--- Excerpt provided ---

Advisors: Are You Amazon or Borders?

3 MIN READ

Last Updated on July 20, 2020 by John Prendergast

What happened to Borders?

Failure to adapt

Once upon a time in 2005 the literary mega-retailer Borders had more than 1,200 stores. As of September, they’ve disappeared in a poof.

Borders was founded in 1971 by Tom and Louis Borders, University of Michigan graduates who took over an 800-sq foot used bookstore. Publisher Peter Osnos wrote on The Atlantic website that part of their unique offering was that they had developed “an inventory tracking system that, by the standards of the time, was as sophisticated as computers allowed.” Ironically, it was the company’s inability to adapt fast enough to the growth of online commerce that contributed to its downfall.

via The Huffington Post

What happened to Borders is what happens to every business that continues to focus on what customers wanted in the past and fails to adapt to changing demand: they went extinct in a flash, dinosaur-style. Online shopping took off and Borders somehow failed to notice. The financial advice business is having a similar tectonic shift in underlying technology and consumer desire. What are you doing to evolve?

Value erodes by standing still

Bookstores essentially offer the same value proposition to consumers they did 2 centuries ago. Looking for something to read? Go there and you can pick from their selection, touch and feel the books, stand shoulder to shoulder with other bibliophiles, pay a fair price and even get a coffee in a comfy chair (Ok, that last bit is new). By contrast look at Amazon.com. It catalogs millions of book titles you can pull up in an instant. You can see the books, look inside and read bits of most books. And Amazon also has reader reviews and a recommendation engine based on both your and other peoples purchases. They even have over half a million e-books, many of which are free. Plus you can order lots of other stuff and while not immediate, shipping is very fast.

---

Written problem 1
Find every line in the listing that contains the string "arch" and copy each one out.
The listing has no connection to the text above it.

--- Listing ---

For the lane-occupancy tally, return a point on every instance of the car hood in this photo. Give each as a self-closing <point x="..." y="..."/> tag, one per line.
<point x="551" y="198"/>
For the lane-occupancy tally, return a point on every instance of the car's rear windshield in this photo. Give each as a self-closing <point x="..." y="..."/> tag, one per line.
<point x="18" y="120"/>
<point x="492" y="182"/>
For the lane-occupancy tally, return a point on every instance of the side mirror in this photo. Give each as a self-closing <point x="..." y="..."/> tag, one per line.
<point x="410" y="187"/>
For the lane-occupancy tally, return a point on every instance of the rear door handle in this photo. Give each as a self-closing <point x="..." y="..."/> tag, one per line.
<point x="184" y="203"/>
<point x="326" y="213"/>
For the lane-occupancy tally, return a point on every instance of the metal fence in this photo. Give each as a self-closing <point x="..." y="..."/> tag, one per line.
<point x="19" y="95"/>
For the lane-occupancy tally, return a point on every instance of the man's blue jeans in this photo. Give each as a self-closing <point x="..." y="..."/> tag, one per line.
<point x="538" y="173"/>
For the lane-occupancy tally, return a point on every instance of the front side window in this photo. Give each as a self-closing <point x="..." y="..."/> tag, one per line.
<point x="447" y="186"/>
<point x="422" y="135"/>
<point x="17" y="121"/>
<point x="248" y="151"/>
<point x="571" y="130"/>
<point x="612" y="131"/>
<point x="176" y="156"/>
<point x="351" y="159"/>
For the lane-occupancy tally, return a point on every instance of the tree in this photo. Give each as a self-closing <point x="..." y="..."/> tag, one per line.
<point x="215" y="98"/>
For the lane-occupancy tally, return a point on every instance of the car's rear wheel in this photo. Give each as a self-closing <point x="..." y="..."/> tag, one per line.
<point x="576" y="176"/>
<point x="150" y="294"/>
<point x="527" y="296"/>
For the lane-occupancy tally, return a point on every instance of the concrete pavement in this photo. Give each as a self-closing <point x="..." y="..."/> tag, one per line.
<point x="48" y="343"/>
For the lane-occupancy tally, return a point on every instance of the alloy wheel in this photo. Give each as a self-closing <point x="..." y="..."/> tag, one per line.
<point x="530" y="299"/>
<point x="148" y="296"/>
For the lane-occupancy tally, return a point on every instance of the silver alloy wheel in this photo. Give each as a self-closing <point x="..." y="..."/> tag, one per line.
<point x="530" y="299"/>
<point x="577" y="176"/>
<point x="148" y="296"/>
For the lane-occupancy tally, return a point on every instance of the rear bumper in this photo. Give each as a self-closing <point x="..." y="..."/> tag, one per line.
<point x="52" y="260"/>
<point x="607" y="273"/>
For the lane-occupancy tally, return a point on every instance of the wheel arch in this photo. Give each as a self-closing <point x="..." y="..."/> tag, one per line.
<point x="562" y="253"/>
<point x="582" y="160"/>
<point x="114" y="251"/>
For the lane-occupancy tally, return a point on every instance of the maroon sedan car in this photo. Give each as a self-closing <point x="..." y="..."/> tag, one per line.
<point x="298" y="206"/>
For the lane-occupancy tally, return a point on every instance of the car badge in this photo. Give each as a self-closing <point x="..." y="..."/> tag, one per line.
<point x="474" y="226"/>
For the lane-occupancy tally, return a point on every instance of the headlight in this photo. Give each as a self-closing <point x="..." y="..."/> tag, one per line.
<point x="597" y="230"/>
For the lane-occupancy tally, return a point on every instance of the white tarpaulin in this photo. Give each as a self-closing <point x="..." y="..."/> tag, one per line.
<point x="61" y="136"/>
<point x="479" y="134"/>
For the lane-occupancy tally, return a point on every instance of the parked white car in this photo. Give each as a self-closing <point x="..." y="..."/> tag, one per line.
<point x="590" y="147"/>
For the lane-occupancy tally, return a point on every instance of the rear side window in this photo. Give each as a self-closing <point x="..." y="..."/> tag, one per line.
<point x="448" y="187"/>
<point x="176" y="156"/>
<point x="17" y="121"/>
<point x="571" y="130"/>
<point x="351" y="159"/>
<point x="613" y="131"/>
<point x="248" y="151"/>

---

Written problem 2
Using the Borders article, decide whether each statement agrees with it, answering yes or no and quoting the words that settle it: (a) Borders was started in 1971 by two University of Michigan graduates; (b) Amazon offers fewer than a hundred thousand e-books; (c) orders from Amazon arrive immediately.

Finished answer 1
For the lane-occupancy tally, return a point on every instance of the wheel arch in this photo. Give each as a self-closing <point x="..." y="..."/> tag, one per line.

Finished answer 2
(a) Yes: "Borders was founded in 1971 by Tom and Louis Borders, University of Michigan graduates"
(b) No: "They even have over half a million e-books, many of which are free."
(c) No: "while not immediate, shipping is very fast."